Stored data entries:
● ● ●

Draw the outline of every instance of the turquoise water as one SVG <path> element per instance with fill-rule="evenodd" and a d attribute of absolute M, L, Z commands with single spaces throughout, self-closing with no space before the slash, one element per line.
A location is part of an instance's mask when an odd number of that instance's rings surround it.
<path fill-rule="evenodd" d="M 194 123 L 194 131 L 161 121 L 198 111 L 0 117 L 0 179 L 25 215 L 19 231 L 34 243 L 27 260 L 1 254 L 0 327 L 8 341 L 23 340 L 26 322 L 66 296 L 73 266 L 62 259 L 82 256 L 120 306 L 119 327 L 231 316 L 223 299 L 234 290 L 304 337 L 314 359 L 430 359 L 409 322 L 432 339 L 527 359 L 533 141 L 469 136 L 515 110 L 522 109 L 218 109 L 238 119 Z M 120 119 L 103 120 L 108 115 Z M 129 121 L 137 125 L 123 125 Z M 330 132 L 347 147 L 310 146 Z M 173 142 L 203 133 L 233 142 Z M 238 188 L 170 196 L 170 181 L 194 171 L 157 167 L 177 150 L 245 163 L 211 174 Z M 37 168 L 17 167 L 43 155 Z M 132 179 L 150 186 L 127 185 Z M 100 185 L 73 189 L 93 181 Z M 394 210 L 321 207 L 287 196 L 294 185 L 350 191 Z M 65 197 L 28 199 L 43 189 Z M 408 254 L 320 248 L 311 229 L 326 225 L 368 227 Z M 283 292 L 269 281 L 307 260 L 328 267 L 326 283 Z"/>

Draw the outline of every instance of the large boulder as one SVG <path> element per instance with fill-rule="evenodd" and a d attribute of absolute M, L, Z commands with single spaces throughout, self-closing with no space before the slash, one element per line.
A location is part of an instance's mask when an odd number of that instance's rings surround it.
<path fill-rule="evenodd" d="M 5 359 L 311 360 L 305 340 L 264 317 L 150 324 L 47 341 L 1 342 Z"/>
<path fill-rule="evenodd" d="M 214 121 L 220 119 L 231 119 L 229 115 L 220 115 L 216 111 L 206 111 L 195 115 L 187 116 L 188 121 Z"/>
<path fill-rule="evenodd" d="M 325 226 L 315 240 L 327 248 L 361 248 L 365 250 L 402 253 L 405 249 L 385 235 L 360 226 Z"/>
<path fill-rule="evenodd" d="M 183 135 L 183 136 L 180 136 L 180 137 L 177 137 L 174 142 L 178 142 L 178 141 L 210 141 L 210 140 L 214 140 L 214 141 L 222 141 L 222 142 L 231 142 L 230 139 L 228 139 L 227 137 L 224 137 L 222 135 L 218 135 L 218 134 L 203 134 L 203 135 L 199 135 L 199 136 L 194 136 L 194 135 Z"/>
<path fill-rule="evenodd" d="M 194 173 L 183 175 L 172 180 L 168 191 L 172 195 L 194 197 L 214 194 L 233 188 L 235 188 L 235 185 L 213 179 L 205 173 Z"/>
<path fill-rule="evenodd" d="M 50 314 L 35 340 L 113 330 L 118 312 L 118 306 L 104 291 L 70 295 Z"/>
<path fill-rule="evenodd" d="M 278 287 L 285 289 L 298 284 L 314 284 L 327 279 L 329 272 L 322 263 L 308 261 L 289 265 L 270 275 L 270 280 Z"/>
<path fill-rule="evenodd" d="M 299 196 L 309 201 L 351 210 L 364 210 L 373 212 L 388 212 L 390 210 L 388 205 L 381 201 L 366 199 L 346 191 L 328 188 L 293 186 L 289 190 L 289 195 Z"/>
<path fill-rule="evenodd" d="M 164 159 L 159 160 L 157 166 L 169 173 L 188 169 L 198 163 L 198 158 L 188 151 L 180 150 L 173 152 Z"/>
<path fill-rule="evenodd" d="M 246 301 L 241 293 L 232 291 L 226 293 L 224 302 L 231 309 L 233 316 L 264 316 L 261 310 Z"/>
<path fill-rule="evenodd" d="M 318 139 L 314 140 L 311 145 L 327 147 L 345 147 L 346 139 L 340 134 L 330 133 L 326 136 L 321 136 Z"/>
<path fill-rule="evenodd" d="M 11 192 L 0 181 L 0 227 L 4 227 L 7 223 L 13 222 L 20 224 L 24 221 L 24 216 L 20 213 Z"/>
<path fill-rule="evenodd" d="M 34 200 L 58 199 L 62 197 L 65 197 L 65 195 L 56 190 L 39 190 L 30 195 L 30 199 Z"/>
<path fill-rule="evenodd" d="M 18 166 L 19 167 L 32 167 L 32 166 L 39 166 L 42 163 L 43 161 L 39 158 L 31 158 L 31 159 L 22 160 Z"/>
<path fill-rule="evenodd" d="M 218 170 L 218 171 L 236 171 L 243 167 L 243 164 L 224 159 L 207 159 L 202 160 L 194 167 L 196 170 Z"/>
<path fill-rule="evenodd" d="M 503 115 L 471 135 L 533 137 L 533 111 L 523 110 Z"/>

● ● ●

*Try it*: Give the data again in full, keeping every line as it was.

*Completed exercise*:
Draw the outline of every instance of the turquoise water as one SVG <path> element per instance with fill-rule="evenodd" and a d attribute of absolute M, L, Z commands with single spaces throughout, self-closing with no space before the slash, one element per line.
A location is part of an instance's mask when an odd number of that instance's rings surround it.
<path fill-rule="evenodd" d="M 194 123 L 194 131 L 161 121 L 198 111 L 0 117 L 0 179 L 25 215 L 19 231 L 34 243 L 27 260 L 1 254 L 0 327 L 8 341 L 23 340 L 26 322 L 66 296 L 73 266 L 62 259 L 82 256 L 120 306 L 119 327 L 231 316 L 223 299 L 234 290 L 304 337 L 314 359 L 430 359 L 409 322 L 432 339 L 527 359 L 533 141 L 469 136 L 515 110 L 522 109 L 218 109 L 238 119 Z M 120 119 L 103 120 L 108 115 Z M 129 121 L 137 125 L 123 125 Z M 330 132 L 347 147 L 310 146 Z M 173 142 L 203 133 L 233 142 Z M 238 188 L 170 196 L 170 181 L 194 171 L 157 167 L 177 150 L 245 163 L 211 174 Z M 37 168 L 17 167 L 43 155 Z M 132 179 L 150 186 L 127 185 Z M 100 185 L 73 189 L 93 181 Z M 394 210 L 321 207 L 287 196 L 294 185 L 350 191 Z M 65 197 L 28 199 L 43 189 Z M 408 254 L 320 248 L 311 229 L 326 225 L 368 227 Z M 283 292 L 269 281 L 307 260 L 328 267 L 326 283 Z"/>

Draw the outline of every instance of the large boulder as one SVG <path> element per instance with fill-rule="evenodd" and a d attribute of absolute M, L, Z commands with single spaces throughout, self-closing with no space before the slash, one element per line.
A location is part of an instance's mask when an odd number of that instance's rings surround it.
<path fill-rule="evenodd" d="M 5 359 L 311 360 L 305 340 L 264 317 L 150 324 L 47 341 L 1 342 Z"/>
<path fill-rule="evenodd" d="M 214 121 L 220 119 L 231 119 L 229 115 L 220 115 L 216 111 L 206 111 L 195 115 L 187 116 L 188 121 Z"/>
<path fill-rule="evenodd" d="M 325 226 L 315 240 L 327 248 L 361 248 L 365 250 L 402 253 L 405 249 L 385 235 L 360 226 Z"/>
<path fill-rule="evenodd" d="M 183 135 L 183 136 L 180 136 L 180 137 L 177 137 L 174 142 L 178 142 L 178 141 L 210 141 L 210 140 L 214 140 L 214 141 L 222 141 L 222 142 L 231 142 L 230 139 L 228 139 L 227 137 L 224 137 L 222 135 L 218 135 L 218 134 L 203 134 L 203 135 L 199 135 L 199 136 L 194 136 L 194 135 Z"/>
<path fill-rule="evenodd" d="M 194 173 L 183 175 L 172 180 L 168 191 L 172 195 L 194 197 L 214 194 L 233 188 L 235 188 L 235 185 L 213 179 L 205 173 Z"/>
<path fill-rule="evenodd" d="M 50 314 L 35 340 L 113 330 L 118 312 L 118 306 L 104 291 L 70 295 Z"/>
<path fill-rule="evenodd" d="M 278 287 L 285 289 L 298 284 L 314 284 L 327 279 L 329 272 L 322 263 L 308 261 L 289 265 L 270 275 L 270 280 Z"/>
<path fill-rule="evenodd" d="M 299 196 L 309 201 L 351 210 L 364 210 L 373 212 L 388 212 L 390 210 L 388 205 L 381 201 L 366 199 L 346 191 L 328 188 L 293 186 L 289 190 L 289 195 Z"/>
<path fill-rule="evenodd" d="M 164 159 L 159 160 L 157 166 L 169 173 L 188 169 L 198 163 L 198 158 L 188 151 L 180 150 L 173 152 Z"/>
<path fill-rule="evenodd" d="M 246 301 L 241 293 L 232 291 L 226 293 L 224 302 L 231 309 L 233 316 L 264 316 L 261 310 Z"/>
<path fill-rule="evenodd" d="M 318 139 L 314 140 L 311 145 L 327 147 L 345 147 L 346 139 L 340 134 L 330 133 L 326 136 L 321 136 Z"/>
<path fill-rule="evenodd" d="M 11 192 L 0 181 L 0 227 L 4 227 L 7 223 L 13 222 L 20 224 L 24 221 L 24 216 L 20 213 Z"/>
<path fill-rule="evenodd" d="M 34 200 L 58 199 L 62 197 L 65 197 L 65 195 L 56 190 L 39 190 L 30 195 L 30 199 Z"/>
<path fill-rule="evenodd" d="M 18 166 L 19 167 L 32 167 L 32 166 L 39 166 L 42 163 L 43 161 L 39 158 L 31 158 L 31 159 L 22 160 Z"/>
<path fill-rule="evenodd" d="M 218 170 L 218 171 L 236 171 L 243 167 L 243 164 L 224 159 L 207 159 L 202 160 L 194 167 L 196 170 Z"/>
<path fill-rule="evenodd" d="M 503 115 L 471 135 L 533 137 L 533 111 L 523 110 Z"/>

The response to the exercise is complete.